»»
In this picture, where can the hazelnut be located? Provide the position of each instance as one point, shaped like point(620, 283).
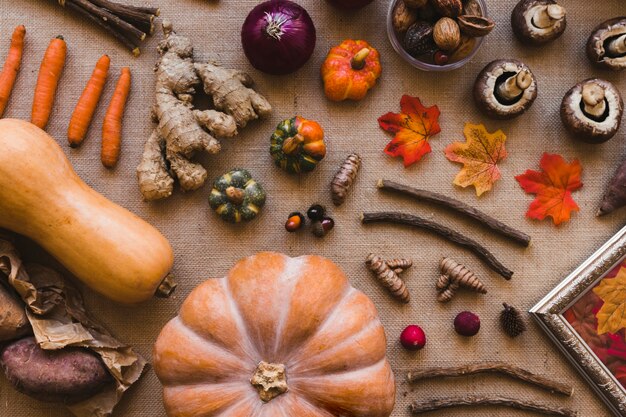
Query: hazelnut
point(446, 34)
point(403, 17)
point(448, 8)
point(414, 4)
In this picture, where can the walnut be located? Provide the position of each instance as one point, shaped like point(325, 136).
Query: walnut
point(447, 34)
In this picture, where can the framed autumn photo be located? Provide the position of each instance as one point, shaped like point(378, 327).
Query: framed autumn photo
point(585, 315)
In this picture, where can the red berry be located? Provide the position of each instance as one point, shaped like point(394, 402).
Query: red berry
point(413, 337)
point(467, 323)
point(441, 58)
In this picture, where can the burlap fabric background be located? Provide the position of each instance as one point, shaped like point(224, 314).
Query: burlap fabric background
point(206, 247)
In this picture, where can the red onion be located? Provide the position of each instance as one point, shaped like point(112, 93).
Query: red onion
««
### Work request:
Beginning with the line containing "In this picture, where can the red onion", repeat each line of the listing above, exactly, through the last one, and stop there.

### Answer section:
In this picture, where can the red onion be located? Provide the position of each instance as one point, shaped like point(112, 93).
Query: red onion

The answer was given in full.